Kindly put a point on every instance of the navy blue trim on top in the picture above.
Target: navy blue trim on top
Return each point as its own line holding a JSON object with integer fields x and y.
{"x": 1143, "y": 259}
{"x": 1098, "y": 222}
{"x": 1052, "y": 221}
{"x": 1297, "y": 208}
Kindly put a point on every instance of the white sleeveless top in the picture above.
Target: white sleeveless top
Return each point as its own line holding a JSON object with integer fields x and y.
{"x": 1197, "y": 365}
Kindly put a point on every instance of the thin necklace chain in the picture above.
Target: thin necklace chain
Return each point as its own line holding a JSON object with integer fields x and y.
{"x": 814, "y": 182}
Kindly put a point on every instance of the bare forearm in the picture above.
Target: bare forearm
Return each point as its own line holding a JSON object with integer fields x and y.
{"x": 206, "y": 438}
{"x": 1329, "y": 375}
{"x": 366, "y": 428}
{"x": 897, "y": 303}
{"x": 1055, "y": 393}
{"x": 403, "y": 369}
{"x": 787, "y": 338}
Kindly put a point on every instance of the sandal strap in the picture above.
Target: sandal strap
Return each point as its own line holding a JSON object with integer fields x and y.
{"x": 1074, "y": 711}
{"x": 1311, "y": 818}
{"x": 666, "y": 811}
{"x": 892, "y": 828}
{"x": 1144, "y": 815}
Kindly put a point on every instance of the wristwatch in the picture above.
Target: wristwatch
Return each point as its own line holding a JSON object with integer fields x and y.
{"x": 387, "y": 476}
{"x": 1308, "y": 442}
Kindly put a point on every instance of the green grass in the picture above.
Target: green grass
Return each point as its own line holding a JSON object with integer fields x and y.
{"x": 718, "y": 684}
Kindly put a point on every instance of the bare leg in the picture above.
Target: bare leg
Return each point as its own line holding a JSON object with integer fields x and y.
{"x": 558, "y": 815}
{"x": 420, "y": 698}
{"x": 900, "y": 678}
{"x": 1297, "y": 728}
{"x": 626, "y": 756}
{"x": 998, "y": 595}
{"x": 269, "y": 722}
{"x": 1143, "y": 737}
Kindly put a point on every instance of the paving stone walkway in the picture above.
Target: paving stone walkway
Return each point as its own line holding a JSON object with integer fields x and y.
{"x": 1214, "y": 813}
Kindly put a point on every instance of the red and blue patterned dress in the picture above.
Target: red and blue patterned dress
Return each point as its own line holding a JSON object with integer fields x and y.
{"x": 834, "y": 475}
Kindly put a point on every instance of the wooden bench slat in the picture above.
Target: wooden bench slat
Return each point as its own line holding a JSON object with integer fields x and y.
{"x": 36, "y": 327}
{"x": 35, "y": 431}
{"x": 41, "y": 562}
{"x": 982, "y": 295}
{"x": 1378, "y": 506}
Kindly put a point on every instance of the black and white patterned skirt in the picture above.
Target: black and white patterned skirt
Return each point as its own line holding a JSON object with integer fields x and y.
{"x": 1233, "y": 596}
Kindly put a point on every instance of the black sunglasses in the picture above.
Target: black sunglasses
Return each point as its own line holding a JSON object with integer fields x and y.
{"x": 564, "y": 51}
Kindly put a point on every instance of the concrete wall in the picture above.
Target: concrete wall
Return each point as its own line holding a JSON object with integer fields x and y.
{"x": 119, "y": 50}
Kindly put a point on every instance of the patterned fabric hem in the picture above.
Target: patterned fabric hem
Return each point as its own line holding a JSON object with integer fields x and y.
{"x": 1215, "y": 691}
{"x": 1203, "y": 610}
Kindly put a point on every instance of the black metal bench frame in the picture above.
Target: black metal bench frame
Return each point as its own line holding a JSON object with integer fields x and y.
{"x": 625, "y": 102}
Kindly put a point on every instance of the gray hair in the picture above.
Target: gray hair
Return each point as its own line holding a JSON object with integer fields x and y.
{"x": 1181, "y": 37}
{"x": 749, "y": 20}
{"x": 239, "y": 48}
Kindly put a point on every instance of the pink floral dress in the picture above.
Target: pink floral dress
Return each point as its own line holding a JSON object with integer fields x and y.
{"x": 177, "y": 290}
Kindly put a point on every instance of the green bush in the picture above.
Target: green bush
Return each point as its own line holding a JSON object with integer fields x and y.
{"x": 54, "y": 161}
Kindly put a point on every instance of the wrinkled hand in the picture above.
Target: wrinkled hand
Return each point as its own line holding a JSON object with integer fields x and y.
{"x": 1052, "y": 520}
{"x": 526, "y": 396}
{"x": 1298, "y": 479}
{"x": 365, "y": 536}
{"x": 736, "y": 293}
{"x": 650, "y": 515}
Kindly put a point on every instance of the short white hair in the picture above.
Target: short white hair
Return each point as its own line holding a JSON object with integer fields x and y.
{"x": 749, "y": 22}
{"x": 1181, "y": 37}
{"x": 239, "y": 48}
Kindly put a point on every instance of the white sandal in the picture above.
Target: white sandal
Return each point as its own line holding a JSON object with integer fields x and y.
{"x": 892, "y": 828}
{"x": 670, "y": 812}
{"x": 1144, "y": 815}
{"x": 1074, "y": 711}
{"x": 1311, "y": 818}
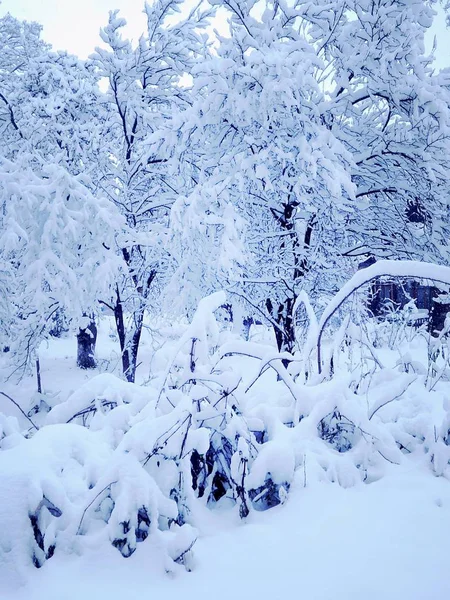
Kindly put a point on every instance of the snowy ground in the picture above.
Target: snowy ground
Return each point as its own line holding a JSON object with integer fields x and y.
{"x": 383, "y": 540}
{"x": 387, "y": 540}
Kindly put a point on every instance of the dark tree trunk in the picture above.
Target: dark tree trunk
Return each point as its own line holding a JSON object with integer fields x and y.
{"x": 281, "y": 312}
{"x": 86, "y": 340}
{"x": 129, "y": 343}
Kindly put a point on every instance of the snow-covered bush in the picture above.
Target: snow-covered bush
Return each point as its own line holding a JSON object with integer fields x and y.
{"x": 225, "y": 423}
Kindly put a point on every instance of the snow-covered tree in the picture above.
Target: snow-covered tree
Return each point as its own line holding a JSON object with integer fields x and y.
{"x": 274, "y": 192}
{"x": 143, "y": 90}
{"x": 391, "y": 112}
{"x": 55, "y": 240}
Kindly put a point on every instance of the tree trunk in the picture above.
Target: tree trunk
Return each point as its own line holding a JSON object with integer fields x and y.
{"x": 281, "y": 313}
{"x": 129, "y": 341}
{"x": 86, "y": 340}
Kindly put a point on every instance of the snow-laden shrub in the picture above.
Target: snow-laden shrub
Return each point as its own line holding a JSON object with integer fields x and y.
{"x": 225, "y": 423}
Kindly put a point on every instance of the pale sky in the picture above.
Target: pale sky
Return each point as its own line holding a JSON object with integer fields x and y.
{"x": 73, "y": 25}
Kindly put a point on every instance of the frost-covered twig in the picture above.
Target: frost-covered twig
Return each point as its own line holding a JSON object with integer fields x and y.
{"x": 23, "y": 412}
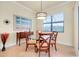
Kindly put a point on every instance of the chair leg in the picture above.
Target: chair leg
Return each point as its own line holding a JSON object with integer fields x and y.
{"x": 19, "y": 42}
{"x": 52, "y": 45}
{"x": 16, "y": 41}
{"x": 39, "y": 53}
{"x": 49, "y": 53}
{"x": 55, "y": 47}
{"x": 26, "y": 46}
{"x": 36, "y": 50}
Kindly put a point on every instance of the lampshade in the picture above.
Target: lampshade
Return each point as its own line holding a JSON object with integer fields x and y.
{"x": 41, "y": 15}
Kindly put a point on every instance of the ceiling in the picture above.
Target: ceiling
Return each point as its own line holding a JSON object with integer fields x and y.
{"x": 36, "y": 5}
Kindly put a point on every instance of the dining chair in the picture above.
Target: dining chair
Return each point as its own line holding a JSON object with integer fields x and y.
{"x": 43, "y": 44}
{"x": 54, "y": 39}
{"x": 29, "y": 41}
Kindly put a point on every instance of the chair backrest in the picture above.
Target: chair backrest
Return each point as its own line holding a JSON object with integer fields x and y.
{"x": 54, "y": 35}
{"x": 45, "y": 40}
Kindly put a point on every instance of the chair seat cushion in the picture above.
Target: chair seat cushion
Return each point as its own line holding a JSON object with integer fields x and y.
{"x": 52, "y": 41}
{"x": 44, "y": 46}
{"x": 32, "y": 41}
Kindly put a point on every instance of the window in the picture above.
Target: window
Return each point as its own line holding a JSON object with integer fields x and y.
{"x": 54, "y": 23}
{"x": 22, "y": 23}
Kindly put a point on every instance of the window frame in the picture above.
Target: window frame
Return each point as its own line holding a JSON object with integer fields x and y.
{"x": 55, "y": 23}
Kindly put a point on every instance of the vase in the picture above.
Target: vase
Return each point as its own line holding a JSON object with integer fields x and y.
{"x": 4, "y": 37}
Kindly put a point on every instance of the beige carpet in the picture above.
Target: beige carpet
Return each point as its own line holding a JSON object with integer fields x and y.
{"x": 19, "y": 51}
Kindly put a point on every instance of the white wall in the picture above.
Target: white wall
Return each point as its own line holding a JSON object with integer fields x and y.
{"x": 65, "y": 38}
{"x": 76, "y": 28}
{"x": 7, "y": 10}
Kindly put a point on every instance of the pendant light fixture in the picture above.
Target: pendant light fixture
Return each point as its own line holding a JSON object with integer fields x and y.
{"x": 41, "y": 14}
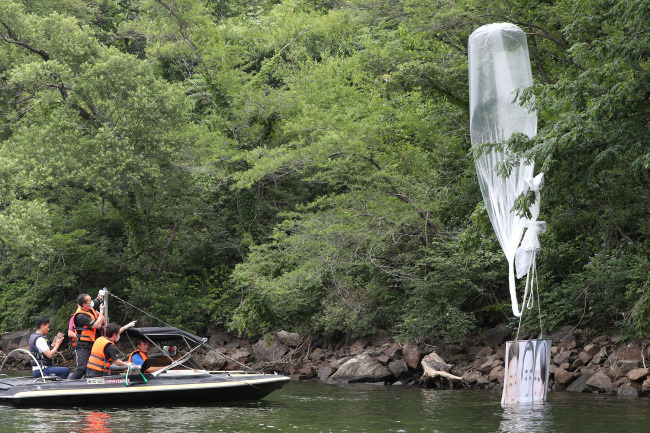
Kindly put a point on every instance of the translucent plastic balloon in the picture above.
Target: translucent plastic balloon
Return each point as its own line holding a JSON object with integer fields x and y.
{"x": 498, "y": 66}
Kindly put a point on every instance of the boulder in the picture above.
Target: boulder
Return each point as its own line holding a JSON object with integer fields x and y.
{"x": 584, "y": 357}
{"x": 645, "y": 387}
{"x": 621, "y": 368}
{"x": 15, "y": 340}
{"x": 627, "y": 390}
{"x": 591, "y": 349}
{"x": 495, "y": 336}
{"x": 307, "y": 372}
{"x": 475, "y": 378}
{"x": 399, "y": 369}
{"x": 324, "y": 372}
{"x": 290, "y": 339}
{"x": 600, "y": 381}
{"x": 562, "y": 357}
{"x": 273, "y": 353}
{"x": 362, "y": 368}
{"x": 219, "y": 339}
{"x": 412, "y": 355}
{"x": 599, "y": 357}
{"x": 629, "y": 353}
{"x": 214, "y": 361}
{"x": 317, "y": 354}
{"x": 564, "y": 331}
{"x": 435, "y": 362}
{"x": 637, "y": 374}
{"x": 580, "y": 384}
{"x": 497, "y": 374}
{"x": 358, "y": 346}
{"x": 564, "y": 377}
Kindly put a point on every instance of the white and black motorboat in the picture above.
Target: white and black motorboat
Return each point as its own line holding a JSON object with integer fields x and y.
{"x": 181, "y": 381}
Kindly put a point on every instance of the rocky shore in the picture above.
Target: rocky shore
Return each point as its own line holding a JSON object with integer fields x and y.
{"x": 604, "y": 364}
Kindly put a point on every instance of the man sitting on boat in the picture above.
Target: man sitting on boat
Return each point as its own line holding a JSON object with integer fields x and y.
{"x": 138, "y": 357}
{"x": 104, "y": 353}
{"x": 43, "y": 353}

Exercise details:
Wherever "beige" turns up in the records, copy the whole line.

Solved problem:
Kindly put a point on every instance of the beige carpet in the picture above.
Target: beige carpet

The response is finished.